| PROVIDED DATA |
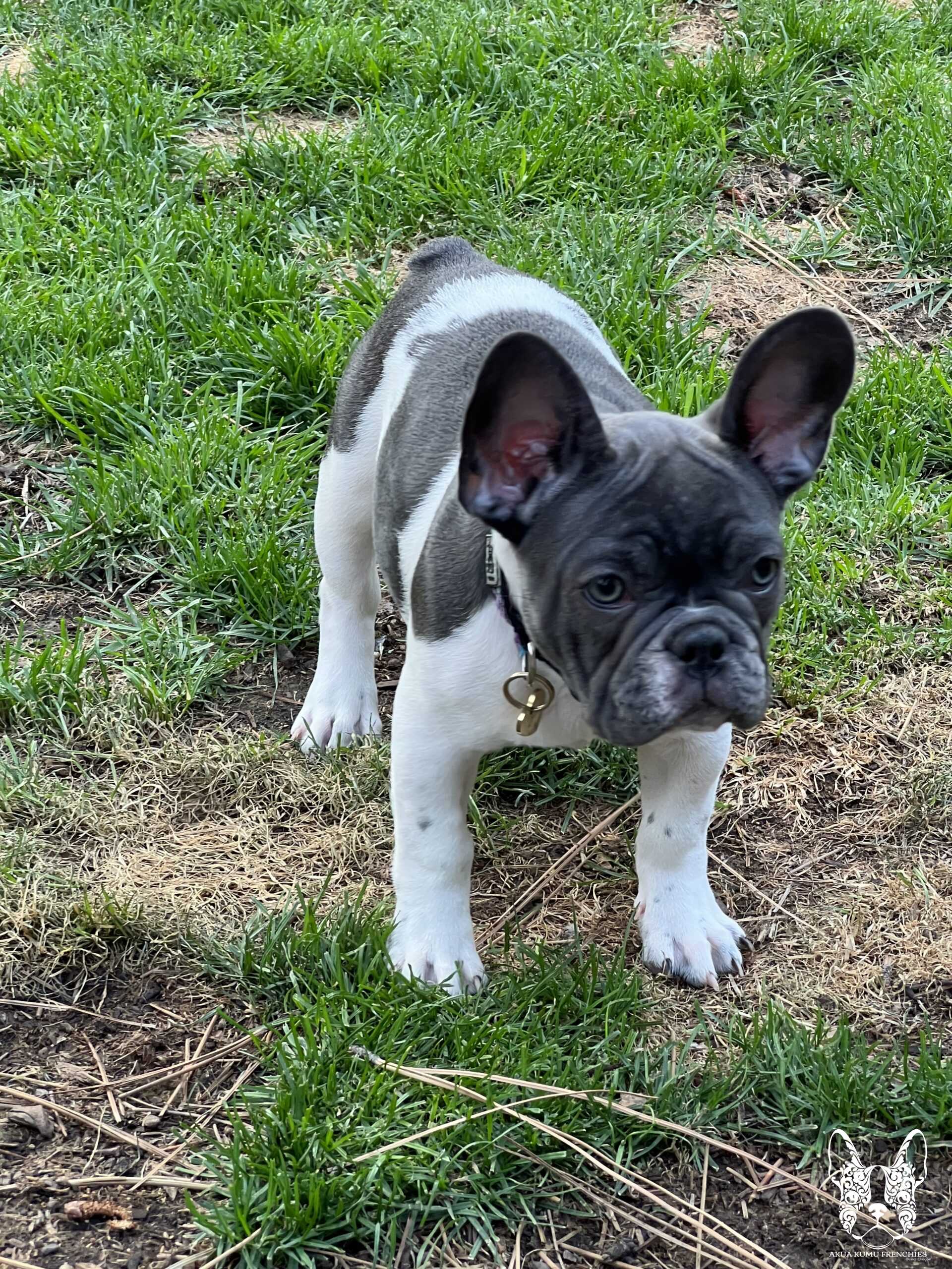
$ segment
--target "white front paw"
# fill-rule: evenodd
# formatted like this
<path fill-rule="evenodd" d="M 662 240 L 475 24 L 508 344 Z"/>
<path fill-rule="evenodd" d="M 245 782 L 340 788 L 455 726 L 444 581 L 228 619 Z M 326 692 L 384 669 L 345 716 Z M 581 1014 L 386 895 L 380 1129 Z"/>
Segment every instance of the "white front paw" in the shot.
<path fill-rule="evenodd" d="M 303 754 L 315 749 L 345 747 L 360 736 L 380 733 L 377 685 L 372 680 L 338 684 L 333 689 L 312 684 L 291 727 L 291 739 Z"/>
<path fill-rule="evenodd" d="M 744 973 L 744 930 L 721 909 L 707 877 L 677 872 L 642 883 L 636 915 L 641 958 L 649 970 L 718 990 L 718 973 Z"/>
<path fill-rule="evenodd" d="M 406 978 L 439 983 L 451 996 L 473 996 L 486 982 L 472 924 L 426 916 L 396 916 L 390 937 L 393 968 Z"/>

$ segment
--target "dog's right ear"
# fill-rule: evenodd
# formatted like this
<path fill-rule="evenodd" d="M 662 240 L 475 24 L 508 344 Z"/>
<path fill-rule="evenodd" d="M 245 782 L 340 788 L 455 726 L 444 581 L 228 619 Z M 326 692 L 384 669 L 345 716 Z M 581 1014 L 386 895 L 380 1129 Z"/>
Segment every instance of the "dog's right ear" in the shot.
<path fill-rule="evenodd" d="M 581 379 L 538 335 L 506 335 L 482 364 L 466 411 L 459 501 L 518 543 L 566 476 L 611 456 Z"/>

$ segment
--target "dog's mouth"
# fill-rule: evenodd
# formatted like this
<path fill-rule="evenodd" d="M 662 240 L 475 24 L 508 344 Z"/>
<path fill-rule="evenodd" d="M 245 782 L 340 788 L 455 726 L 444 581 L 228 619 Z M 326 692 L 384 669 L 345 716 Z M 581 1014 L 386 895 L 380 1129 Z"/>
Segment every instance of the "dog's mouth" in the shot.
<path fill-rule="evenodd" d="M 668 731 L 740 731 L 767 712 L 769 675 L 759 648 L 725 645 L 722 655 L 697 665 L 666 648 L 626 660 L 592 702 L 589 723 L 613 745 L 638 746 Z"/>

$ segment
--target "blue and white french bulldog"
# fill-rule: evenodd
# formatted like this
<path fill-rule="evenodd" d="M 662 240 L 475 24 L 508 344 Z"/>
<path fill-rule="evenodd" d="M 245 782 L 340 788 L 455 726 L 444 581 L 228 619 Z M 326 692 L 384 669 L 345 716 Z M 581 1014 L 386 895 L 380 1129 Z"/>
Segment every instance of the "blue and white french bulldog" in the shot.
<path fill-rule="evenodd" d="M 783 504 L 823 461 L 853 364 L 843 317 L 803 308 L 682 419 L 546 283 L 462 239 L 410 259 L 338 392 L 315 506 L 320 652 L 292 730 L 306 751 L 380 732 L 380 566 L 407 627 L 391 761 L 404 973 L 485 982 L 466 824 L 480 756 L 594 737 L 638 749 L 646 966 L 708 987 L 743 972 L 707 827 L 731 726 L 769 699 Z"/>

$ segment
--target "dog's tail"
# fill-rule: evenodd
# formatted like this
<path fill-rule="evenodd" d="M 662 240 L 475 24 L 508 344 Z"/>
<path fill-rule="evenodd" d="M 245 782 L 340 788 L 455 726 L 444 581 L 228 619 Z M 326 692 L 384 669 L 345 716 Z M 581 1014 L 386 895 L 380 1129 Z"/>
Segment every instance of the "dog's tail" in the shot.
<path fill-rule="evenodd" d="M 407 269 L 423 272 L 425 269 L 432 269 L 434 265 L 447 265 L 456 263 L 457 260 L 468 260 L 473 255 L 479 255 L 479 251 L 471 242 L 467 242 L 466 239 L 432 239 L 429 242 L 424 242 L 421 247 L 418 247 L 418 250 L 414 251 L 406 261 L 406 266 Z"/>

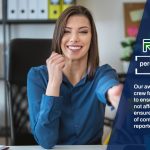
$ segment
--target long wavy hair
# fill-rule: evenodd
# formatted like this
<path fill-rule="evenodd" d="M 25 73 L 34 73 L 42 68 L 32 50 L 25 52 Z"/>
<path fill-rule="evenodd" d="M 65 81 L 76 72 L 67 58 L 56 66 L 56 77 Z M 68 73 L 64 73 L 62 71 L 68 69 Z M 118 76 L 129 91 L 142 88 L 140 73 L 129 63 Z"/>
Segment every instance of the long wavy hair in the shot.
<path fill-rule="evenodd" d="M 53 34 L 52 40 L 52 51 L 56 53 L 62 54 L 61 49 L 61 40 L 64 35 L 64 29 L 67 24 L 67 20 L 70 16 L 73 15 L 82 15 L 88 18 L 91 25 L 92 38 L 88 51 L 88 62 L 87 62 L 87 71 L 88 77 L 92 78 L 94 76 L 96 67 L 99 65 L 99 54 L 98 54 L 98 43 L 97 43 L 97 31 L 95 27 L 95 23 L 90 11 L 83 6 L 71 6 L 64 10 L 61 16 L 58 18 Z"/>

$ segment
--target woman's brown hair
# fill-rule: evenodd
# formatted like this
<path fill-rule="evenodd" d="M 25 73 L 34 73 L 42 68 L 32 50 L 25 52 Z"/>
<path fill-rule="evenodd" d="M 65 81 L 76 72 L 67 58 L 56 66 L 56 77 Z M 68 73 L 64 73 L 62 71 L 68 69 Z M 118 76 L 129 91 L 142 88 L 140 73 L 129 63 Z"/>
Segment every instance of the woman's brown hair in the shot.
<path fill-rule="evenodd" d="M 88 77 L 92 78 L 95 73 L 96 67 L 99 65 L 99 54 L 98 54 L 97 31 L 95 23 L 90 11 L 87 8 L 83 6 L 71 6 L 61 14 L 61 16 L 58 18 L 56 22 L 51 48 L 52 51 L 62 54 L 60 43 L 64 35 L 64 29 L 66 27 L 67 20 L 69 19 L 70 16 L 73 15 L 85 16 L 89 19 L 89 22 L 91 24 L 92 38 L 88 53 L 87 65 L 88 65 Z"/>

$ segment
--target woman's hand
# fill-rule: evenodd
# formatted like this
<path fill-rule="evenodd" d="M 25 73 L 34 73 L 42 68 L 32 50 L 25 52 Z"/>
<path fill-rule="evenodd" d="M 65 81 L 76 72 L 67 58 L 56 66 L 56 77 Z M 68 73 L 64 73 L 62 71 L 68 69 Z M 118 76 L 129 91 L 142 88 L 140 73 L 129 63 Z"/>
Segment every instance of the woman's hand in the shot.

| EXERCISE TASK |
Reproduce all of the data above verbatim, leaving out the pictures.

| CORRECT RESULT |
$ segment
--target "white front paw"
# fill-rule: evenodd
# formatted like this
<path fill-rule="evenodd" d="M 662 240 L 475 24 L 508 344 Z"/>
<path fill-rule="evenodd" d="M 245 782 L 340 788 L 455 726 L 444 581 L 228 619 Z M 326 692 L 384 669 L 345 716 Z M 581 1014 L 386 895 L 380 1129 Z"/>
Segment every instance of the "white front paw" in the shot.
<path fill-rule="evenodd" d="M 303 754 L 315 749 L 345 747 L 360 736 L 380 733 L 377 685 L 372 680 L 338 684 L 333 689 L 312 684 L 291 727 L 291 739 Z"/>
<path fill-rule="evenodd" d="M 744 973 L 744 930 L 721 909 L 707 877 L 677 872 L 642 883 L 636 915 L 641 958 L 649 970 L 718 990 L 718 973 Z"/>
<path fill-rule="evenodd" d="M 406 978 L 439 983 L 451 996 L 473 996 L 486 982 L 472 924 L 426 916 L 396 916 L 390 937 L 393 968 Z"/>

$ segment
--target "dog's right ear"
# fill-rule: evenodd
# formatted like this
<path fill-rule="evenodd" d="M 662 240 L 475 24 L 508 344 Z"/>
<path fill-rule="evenodd" d="M 245 782 L 340 788 L 455 726 L 444 581 L 228 619 Z M 326 692 L 384 669 L 345 716 Z M 581 1014 L 386 895 L 380 1129 Z"/>
Segment every instance of the "dog's right ear" in the shot.
<path fill-rule="evenodd" d="M 581 379 L 538 335 L 506 335 L 482 364 L 466 411 L 459 501 L 518 543 L 566 476 L 611 456 Z"/>

$ segment
--target "dog's mouth"
# fill-rule: evenodd
# formatted like this
<path fill-rule="evenodd" d="M 662 240 L 475 24 L 508 344 Z"/>
<path fill-rule="evenodd" d="M 245 782 L 340 788 L 455 726 L 444 581 L 228 619 Z M 326 692 L 384 669 L 345 716 Z M 581 1014 L 386 895 L 380 1129 Z"/>
Segment every instance of the "dog's mouth" in the shot.
<path fill-rule="evenodd" d="M 668 731 L 740 731 L 767 712 L 769 675 L 759 648 L 725 645 L 722 655 L 697 665 L 666 648 L 626 660 L 592 702 L 589 723 L 613 745 L 638 746 Z"/>

$ segment
--target "blue and white french bulldog"
# fill-rule: evenodd
# formatted like this
<path fill-rule="evenodd" d="M 662 240 L 475 24 L 508 344 Z"/>
<path fill-rule="evenodd" d="M 245 782 L 340 788 L 455 726 L 444 581 L 228 619 Z M 326 692 L 384 669 L 345 716 Z M 581 1014 L 386 895 L 380 1129 Z"/>
Segment every instance of the "blue and white french bulldog" in the shot.
<path fill-rule="evenodd" d="M 783 504 L 823 461 L 853 364 L 843 317 L 803 308 L 682 419 L 546 283 L 462 239 L 410 259 L 338 392 L 315 506 L 320 652 L 292 730 L 306 751 L 380 732 L 380 566 L 407 627 L 391 761 L 404 973 L 485 982 L 466 824 L 480 756 L 594 737 L 638 749 L 646 966 L 708 987 L 743 972 L 707 827 L 731 726 L 769 699 Z"/>

$ segment
--target "dog's tail"
# fill-rule: evenodd
# formatted like this
<path fill-rule="evenodd" d="M 662 240 L 475 24 L 508 344 Z"/>
<path fill-rule="evenodd" d="M 245 782 L 340 788 L 455 726 L 444 581 L 228 619 Z M 326 692 L 384 669 L 345 716 Z M 581 1014 L 386 895 L 380 1129 Z"/>
Segment every instance of the "dog's tail" in the shot.
<path fill-rule="evenodd" d="M 407 269 L 423 272 L 425 269 L 432 269 L 434 265 L 447 265 L 456 263 L 457 260 L 468 260 L 473 255 L 479 255 L 479 251 L 471 242 L 467 242 L 466 239 L 432 239 L 429 242 L 424 242 L 421 247 L 418 247 L 418 250 L 414 251 L 406 261 L 406 266 Z"/>

$ segment
--target long wavy hair
# fill-rule: evenodd
# formatted like this
<path fill-rule="evenodd" d="M 25 73 L 34 73 L 42 68 L 32 50 L 25 52 Z"/>
<path fill-rule="evenodd" d="M 65 81 L 76 72 L 67 58 L 56 66 L 56 77 Z M 68 73 L 64 73 L 62 71 L 68 69 Z M 118 76 L 129 91 L 142 88 L 140 73 L 129 63 Z"/>
Segment every instance of the long wavy hair in the shot.
<path fill-rule="evenodd" d="M 53 34 L 52 40 L 52 51 L 56 53 L 62 54 L 61 49 L 61 40 L 64 35 L 64 29 L 67 24 L 67 20 L 70 16 L 73 15 L 82 15 L 88 18 L 91 25 L 92 38 L 88 51 L 88 62 L 87 62 L 87 71 L 88 77 L 92 78 L 94 76 L 96 67 L 99 65 L 99 54 L 98 54 L 98 43 L 97 43 L 97 31 L 95 27 L 95 23 L 90 11 L 83 6 L 71 6 L 64 10 L 61 16 L 58 18 Z"/>

$ segment
--target woman's brown hair
# fill-rule: evenodd
# formatted like this
<path fill-rule="evenodd" d="M 25 73 L 34 73 L 42 68 L 32 50 L 25 52 Z"/>
<path fill-rule="evenodd" d="M 65 81 L 76 72 L 67 58 L 56 66 L 56 77 Z M 68 73 L 64 73 L 62 71 L 68 69 Z M 118 76 L 129 91 L 142 88 L 140 73 L 129 63 Z"/>
Segment every instance of the woman's brown hair in the shot.
<path fill-rule="evenodd" d="M 88 77 L 92 78 L 95 73 L 96 67 L 99 65 L 99 54 L 98 54 L 97 31 L 95 23 L 90 11 L 87 8 L 83 6 L 71 6 L 61 14 L 61 16 L 58 18 L 56 22 L 51 48 L 52 51 L 62 54 L 60 43 L 64 35 L 64 29 L 66 27 L 67 20 L 69 19 L 70 16 L 73 15 L 85 16 L 89 19 L 89 22 L 91 24 L 92 38 L 88 53 L 87 65 L 88 65 Z"/>

$ segment
--target woman's hand
# fill-rule: evenodd
# formatted like this
<path fill-rule="evenodd" d="M 25 73 L 34 73 L 42 68 L 32 50 L 25 52 Z"/>
<path fill-rule="evenodd" d="M 65 81 L 76 72 L 67 58 L 56 66 L 56 77 Z M 68 73 L 64 73 L 62 71 L 68 69 Z M 118 76 L 129 91 L 142 88 L 140 73 L 129 63 Z"/>
Segment every instance of the woman's hand in the shot.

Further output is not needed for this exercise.